> **Data for processing**:
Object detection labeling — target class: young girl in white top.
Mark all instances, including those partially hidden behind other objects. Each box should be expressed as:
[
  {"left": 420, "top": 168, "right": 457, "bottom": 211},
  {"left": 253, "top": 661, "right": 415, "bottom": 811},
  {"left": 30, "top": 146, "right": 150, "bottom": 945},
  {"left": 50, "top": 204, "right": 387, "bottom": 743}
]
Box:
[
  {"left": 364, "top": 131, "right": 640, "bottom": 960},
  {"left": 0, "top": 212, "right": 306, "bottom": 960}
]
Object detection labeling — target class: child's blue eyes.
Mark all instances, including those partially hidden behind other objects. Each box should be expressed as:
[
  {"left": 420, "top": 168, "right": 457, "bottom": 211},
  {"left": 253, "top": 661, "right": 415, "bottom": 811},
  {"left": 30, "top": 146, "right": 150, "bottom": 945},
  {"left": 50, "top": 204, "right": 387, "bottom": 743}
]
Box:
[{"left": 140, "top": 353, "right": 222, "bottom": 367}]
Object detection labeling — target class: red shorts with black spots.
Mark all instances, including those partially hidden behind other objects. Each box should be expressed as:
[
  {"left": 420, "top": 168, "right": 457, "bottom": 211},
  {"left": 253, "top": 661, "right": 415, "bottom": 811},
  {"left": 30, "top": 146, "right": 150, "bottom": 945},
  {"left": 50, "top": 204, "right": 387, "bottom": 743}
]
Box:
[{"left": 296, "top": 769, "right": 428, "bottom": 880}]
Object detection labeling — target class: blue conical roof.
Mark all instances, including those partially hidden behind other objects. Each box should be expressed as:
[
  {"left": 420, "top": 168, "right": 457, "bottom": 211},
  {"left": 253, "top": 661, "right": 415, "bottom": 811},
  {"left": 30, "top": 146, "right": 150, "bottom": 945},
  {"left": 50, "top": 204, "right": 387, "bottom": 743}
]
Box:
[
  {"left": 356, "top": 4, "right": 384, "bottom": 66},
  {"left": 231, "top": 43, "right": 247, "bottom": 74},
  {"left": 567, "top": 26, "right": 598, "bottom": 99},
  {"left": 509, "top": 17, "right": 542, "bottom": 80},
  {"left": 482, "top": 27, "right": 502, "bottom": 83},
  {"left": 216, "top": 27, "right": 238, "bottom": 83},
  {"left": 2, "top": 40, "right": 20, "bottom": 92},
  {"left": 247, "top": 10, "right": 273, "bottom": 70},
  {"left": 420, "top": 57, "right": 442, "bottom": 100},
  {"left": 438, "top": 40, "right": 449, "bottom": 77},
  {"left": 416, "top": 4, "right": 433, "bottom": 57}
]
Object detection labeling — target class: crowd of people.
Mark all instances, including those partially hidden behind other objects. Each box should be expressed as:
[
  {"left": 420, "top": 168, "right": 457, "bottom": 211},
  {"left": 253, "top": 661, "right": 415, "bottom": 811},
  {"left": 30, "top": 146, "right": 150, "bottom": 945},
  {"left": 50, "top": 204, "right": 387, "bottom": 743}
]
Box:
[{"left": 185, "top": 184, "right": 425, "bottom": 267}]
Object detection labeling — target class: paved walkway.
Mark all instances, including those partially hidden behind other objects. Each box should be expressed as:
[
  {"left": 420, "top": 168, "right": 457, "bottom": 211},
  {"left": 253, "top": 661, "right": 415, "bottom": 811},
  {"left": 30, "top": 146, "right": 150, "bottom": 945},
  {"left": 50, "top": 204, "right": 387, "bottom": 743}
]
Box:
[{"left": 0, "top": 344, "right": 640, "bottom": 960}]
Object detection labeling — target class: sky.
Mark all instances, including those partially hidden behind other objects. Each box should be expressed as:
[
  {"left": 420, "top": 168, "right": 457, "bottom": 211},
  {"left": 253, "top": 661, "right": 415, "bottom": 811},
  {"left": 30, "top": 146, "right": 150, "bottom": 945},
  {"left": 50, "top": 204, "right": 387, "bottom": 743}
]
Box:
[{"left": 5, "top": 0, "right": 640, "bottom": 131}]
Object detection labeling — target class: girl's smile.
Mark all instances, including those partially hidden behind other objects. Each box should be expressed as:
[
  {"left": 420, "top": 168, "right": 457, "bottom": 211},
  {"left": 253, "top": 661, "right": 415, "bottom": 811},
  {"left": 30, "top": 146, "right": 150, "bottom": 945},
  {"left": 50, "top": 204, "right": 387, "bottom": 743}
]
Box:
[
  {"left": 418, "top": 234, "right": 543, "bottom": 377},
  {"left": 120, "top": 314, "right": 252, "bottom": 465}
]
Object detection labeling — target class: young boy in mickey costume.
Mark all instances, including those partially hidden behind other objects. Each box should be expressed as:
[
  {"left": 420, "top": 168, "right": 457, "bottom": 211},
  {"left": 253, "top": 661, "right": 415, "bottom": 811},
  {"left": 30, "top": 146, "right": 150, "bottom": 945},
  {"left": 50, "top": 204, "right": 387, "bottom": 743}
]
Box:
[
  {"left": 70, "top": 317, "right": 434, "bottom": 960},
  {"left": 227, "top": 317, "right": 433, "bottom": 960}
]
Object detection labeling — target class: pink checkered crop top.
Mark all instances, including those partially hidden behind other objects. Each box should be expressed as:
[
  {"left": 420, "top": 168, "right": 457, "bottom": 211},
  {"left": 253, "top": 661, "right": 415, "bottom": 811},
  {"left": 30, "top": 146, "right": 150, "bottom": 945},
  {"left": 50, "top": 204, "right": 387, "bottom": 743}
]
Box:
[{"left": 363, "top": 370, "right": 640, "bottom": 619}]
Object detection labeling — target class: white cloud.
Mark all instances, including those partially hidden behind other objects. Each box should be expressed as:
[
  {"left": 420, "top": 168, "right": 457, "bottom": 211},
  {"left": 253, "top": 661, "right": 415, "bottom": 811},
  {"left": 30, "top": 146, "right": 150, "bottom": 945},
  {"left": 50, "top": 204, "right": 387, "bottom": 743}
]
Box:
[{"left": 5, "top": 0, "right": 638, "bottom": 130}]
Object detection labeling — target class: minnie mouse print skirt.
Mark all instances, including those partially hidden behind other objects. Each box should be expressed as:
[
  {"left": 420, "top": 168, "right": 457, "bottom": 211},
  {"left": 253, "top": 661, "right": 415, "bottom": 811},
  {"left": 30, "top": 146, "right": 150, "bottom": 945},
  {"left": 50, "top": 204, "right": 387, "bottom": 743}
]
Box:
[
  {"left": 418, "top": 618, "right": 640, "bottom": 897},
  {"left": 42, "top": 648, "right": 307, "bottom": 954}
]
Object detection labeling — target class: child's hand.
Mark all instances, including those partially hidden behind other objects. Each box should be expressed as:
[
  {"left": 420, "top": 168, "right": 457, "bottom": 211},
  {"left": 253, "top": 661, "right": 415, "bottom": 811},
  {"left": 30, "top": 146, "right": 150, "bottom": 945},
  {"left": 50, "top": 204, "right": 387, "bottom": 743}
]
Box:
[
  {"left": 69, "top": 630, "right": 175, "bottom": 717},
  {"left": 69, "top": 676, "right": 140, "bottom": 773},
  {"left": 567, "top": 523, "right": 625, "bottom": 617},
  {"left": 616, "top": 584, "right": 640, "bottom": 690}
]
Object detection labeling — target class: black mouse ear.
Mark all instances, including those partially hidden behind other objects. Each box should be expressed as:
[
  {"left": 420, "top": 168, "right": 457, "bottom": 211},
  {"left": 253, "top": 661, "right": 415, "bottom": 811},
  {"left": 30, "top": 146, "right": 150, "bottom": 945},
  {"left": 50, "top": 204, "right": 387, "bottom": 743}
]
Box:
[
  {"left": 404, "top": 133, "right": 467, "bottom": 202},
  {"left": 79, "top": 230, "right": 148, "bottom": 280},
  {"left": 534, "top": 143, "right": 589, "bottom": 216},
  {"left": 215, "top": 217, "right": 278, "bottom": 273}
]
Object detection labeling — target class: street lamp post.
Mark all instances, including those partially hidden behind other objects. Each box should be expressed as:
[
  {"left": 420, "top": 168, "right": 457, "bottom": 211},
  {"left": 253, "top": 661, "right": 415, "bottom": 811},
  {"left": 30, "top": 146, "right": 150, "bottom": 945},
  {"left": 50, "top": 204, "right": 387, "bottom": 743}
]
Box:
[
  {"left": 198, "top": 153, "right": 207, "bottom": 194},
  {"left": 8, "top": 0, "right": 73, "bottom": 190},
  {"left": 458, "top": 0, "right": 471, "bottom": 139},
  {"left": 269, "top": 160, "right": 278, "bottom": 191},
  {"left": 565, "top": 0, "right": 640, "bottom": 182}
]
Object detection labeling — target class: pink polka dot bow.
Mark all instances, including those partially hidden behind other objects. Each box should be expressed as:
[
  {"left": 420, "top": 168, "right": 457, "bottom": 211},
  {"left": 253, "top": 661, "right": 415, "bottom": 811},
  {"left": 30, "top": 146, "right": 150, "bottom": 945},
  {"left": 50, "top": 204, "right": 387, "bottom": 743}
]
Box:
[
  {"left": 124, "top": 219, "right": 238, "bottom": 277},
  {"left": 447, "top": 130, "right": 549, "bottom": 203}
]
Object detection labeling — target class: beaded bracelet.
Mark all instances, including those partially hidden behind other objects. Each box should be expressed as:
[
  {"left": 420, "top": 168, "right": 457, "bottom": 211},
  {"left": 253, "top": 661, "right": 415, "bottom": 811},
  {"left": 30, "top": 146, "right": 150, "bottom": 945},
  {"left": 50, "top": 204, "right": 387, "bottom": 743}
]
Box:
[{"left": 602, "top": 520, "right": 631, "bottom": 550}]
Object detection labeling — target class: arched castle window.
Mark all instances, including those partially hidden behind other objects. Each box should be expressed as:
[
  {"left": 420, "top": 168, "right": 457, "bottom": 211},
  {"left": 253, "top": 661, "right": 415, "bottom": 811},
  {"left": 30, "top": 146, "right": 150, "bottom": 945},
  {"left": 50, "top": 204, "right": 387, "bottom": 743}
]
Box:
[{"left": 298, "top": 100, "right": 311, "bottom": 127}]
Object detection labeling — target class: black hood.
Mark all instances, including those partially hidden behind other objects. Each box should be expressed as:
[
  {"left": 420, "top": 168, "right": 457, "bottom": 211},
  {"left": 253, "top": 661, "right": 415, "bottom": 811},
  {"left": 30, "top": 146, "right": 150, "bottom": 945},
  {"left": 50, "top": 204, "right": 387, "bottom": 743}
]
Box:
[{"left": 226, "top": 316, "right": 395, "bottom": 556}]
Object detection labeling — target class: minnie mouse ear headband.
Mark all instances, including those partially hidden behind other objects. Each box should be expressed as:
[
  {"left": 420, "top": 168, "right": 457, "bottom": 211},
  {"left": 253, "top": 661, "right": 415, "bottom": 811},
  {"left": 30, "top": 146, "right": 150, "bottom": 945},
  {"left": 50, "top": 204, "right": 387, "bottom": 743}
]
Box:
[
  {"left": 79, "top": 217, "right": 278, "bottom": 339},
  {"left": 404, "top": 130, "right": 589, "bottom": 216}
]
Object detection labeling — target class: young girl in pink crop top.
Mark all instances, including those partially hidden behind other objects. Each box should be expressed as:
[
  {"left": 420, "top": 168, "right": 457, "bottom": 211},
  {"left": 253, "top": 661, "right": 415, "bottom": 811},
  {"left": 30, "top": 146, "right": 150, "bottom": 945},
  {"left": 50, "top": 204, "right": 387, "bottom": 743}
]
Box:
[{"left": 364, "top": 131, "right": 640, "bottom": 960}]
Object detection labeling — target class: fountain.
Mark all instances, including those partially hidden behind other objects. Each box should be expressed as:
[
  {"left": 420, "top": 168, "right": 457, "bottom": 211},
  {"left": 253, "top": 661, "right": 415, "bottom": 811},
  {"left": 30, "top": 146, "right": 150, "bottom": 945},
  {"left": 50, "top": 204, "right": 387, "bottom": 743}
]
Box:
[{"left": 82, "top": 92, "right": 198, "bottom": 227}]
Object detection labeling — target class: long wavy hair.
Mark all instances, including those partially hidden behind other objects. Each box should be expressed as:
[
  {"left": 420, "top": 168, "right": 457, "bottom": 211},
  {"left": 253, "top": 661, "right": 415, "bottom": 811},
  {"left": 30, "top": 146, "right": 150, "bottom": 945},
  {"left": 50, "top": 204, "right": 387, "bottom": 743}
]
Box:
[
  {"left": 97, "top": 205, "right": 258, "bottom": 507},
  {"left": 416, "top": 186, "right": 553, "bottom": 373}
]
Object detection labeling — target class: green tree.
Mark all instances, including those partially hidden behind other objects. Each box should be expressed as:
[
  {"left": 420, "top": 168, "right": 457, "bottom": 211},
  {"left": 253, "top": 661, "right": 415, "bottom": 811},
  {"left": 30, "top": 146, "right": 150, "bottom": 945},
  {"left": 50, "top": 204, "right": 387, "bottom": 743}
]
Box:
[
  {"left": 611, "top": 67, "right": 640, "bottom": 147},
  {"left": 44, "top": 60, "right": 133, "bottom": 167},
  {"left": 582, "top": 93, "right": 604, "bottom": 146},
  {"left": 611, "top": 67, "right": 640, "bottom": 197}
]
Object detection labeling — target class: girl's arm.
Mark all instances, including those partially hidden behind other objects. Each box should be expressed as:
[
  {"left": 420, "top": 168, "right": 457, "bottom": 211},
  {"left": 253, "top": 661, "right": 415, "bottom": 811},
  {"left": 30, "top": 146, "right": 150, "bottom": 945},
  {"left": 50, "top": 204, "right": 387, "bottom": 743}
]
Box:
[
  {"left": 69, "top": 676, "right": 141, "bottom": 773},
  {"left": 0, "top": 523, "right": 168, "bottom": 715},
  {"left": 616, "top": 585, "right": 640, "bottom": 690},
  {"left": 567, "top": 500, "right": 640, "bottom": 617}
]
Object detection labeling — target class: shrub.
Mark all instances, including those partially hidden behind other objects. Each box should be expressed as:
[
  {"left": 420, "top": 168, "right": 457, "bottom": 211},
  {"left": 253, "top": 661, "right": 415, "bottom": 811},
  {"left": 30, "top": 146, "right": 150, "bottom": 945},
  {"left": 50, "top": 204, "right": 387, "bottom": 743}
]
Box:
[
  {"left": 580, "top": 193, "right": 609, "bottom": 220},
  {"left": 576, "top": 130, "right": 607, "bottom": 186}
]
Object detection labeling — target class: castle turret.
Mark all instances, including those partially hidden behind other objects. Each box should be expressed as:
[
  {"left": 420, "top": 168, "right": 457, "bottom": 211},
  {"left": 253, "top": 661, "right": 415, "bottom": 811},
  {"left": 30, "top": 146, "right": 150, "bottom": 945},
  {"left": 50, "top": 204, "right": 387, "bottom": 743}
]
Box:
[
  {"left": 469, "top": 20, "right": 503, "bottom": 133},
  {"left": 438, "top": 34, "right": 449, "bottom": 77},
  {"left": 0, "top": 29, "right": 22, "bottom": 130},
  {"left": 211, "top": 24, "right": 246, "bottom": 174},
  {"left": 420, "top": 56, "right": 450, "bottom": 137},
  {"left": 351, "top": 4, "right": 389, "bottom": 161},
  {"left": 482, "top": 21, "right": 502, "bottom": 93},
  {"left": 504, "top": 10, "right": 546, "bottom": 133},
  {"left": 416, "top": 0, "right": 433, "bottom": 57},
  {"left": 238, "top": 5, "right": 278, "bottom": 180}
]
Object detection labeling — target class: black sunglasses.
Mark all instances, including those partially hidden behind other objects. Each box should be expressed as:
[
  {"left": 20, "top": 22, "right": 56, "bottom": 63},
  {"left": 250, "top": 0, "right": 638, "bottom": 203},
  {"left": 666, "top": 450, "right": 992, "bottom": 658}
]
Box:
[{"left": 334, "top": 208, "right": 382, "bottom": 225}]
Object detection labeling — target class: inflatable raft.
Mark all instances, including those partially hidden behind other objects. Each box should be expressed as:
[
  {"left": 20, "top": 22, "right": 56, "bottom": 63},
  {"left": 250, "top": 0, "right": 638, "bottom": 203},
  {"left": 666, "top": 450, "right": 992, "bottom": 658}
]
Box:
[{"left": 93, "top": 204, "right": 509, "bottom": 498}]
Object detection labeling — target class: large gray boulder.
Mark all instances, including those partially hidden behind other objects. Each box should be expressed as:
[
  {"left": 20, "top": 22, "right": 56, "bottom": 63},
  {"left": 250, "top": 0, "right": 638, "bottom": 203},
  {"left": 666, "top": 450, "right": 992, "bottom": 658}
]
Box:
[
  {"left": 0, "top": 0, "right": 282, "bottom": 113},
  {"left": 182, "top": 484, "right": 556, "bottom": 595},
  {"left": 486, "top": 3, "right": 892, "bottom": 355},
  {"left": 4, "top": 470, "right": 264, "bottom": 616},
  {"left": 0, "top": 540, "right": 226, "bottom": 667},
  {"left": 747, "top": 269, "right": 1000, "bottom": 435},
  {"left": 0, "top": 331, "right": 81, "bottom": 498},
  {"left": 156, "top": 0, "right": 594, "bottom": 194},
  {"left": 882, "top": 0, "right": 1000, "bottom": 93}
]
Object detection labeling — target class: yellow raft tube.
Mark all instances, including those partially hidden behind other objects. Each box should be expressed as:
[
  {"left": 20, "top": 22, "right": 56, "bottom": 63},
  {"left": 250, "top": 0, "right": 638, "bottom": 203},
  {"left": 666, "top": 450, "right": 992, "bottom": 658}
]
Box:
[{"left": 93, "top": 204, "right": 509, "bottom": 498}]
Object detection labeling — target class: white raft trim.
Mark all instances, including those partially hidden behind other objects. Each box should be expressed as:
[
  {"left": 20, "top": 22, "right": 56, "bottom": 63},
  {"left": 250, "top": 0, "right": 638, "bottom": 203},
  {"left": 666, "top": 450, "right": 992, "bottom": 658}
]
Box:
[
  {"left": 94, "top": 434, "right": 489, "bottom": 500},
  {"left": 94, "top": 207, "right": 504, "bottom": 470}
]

> **Description of the task**: Please extract every line from the items above that contains the word "child", and copy each line in full.

> **Result of this task**:
Object detection labeling — target class: child's blue eyes.
Object detection labeling — target class: child's hand.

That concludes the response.